** begin Data provided **
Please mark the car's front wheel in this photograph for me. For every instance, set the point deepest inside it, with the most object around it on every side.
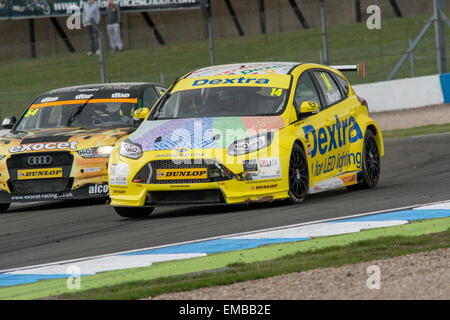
(370, 163)
(4, 207)
(134, 212)
(298, 175)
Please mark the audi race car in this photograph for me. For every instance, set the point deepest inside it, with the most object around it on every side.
(244, 133)
(60, 145)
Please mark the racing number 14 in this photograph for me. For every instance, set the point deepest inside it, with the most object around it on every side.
(276, 92)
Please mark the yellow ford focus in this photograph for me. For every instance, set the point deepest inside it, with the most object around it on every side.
(245, 133)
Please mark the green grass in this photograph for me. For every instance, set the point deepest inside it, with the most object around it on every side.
(417, 131)
(23, 80)
(335, 256)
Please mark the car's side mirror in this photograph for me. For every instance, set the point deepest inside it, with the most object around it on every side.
(140, 114)
(309, 107)
(9, 122)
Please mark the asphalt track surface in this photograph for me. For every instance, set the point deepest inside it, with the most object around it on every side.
(414, 171)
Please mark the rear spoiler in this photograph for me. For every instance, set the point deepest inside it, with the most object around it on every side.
(360, 68)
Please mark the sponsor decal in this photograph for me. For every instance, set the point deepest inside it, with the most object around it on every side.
(98, 189)
(44, 146)
(49, 99)
(120, 95)
(251, 176)
(269, 168)
(250, 165)
(263, 187)
(177, 174)
(39, 173)
(241, 80)
(348, 180)
(83, 96)
(338, 162)
(259, 169)
(325, 138)
(118, 174)
(46, 196)
(39, 160)
(117, 191)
** end Data provided **
## Written exercise
Rewrite the stretch of the records from the line containing "Please mark the rear" through the end of the records, renaming "sponsor decal" to "sponsor sticker" and leaving everything else unchanged.

## Solution to this problem
Please mark the rear spoiler in this photograph for me. For every instance, set the point deepest inside it, with the most object around it on every side.
(360, 68)
Please mark the sponsor sticker in this photograph for me. For every instance, set the point deepest inside it, with the most object around it on every side.
(98, 189)
(44, 146)
(49, 99)
(120, 95)
(251, 176)
(269, 168)
(250, 165)
(263, 187)
(177, 174)
(39, 173)
(241, 80)
(348, 180)
(83, 96)
(338, 162)
(259, 169)
(325, 138)
(118, 174)
(46, 196)
(39, 160)
(117, 191)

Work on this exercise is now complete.